BEGIN RAW DATA
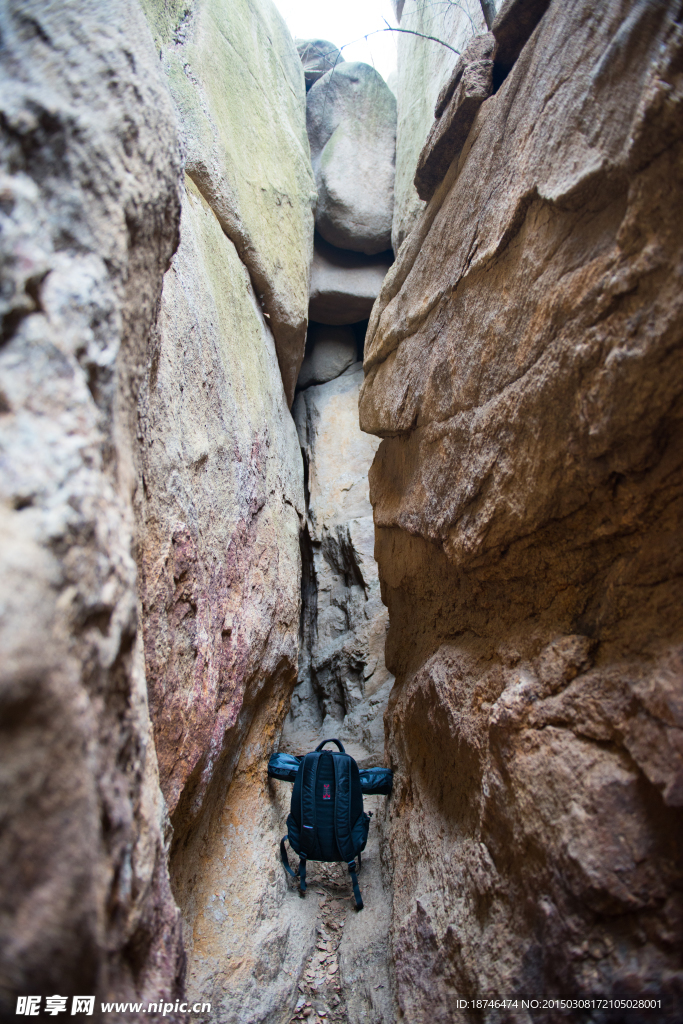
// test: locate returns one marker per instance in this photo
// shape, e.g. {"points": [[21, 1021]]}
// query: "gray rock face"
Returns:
{"points": [[89, 221], [343, 683], [351, 123], [513, 25], [222, 504], [423, 69], [238, 84], [524, 367], [344, 285], [469, 85], [330, 350], [317, 57]]}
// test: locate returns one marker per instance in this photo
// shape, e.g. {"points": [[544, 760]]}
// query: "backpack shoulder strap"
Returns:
{"points": [[343, 821], [308, 822]]}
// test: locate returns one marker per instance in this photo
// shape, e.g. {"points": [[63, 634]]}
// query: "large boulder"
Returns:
{"points": [[424, 67], [317, 56], [238, 83], [330, 350], [344, 285], [524, 367], [351, 123], [89, 221]]}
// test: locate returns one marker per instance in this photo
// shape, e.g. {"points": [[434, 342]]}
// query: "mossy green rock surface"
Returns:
{"points": [[239, 88]]}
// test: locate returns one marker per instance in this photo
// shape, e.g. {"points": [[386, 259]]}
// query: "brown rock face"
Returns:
{"points": [[89, 222], [523, 365]]}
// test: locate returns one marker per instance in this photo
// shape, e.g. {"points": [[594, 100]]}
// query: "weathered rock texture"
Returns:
{"points": [[238, 84], [343, 683], [222, 503], [330, 350], [344, 284], [89, 221], [317, 57], [351, 123], [424, 69], [523, 364]]}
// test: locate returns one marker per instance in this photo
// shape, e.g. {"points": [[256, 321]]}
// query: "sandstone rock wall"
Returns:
{"points": [[343, 684], [89, 214], [523, 367], [150, 423]]}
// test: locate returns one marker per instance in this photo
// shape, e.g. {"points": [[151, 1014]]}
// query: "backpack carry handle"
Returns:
{"points": [[321, 745]]}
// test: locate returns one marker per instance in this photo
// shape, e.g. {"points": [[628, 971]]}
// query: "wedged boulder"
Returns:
{"points": [[469, 85], [351, 123], [343, 682], [512, 28], [424, 66], [330, 350], [238, 84], [343, 284], [317, 57], [219, 560], [89, 221]]}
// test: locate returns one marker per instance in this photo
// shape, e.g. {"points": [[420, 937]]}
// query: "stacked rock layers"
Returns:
END RAW DATA
§ **YOUR ASSIGNMENT**:
Of all the lines in the data above, show only those that hold the word "rock".

§ **REPLY TO THE EXERCISE**:
// query: "gray rock face"
// query: "mossy green rock surface"
// query: "brown rock face"
// query: "weathered rock texture"
// query: "sandstone rock wall"
// query: "stacked rock layers"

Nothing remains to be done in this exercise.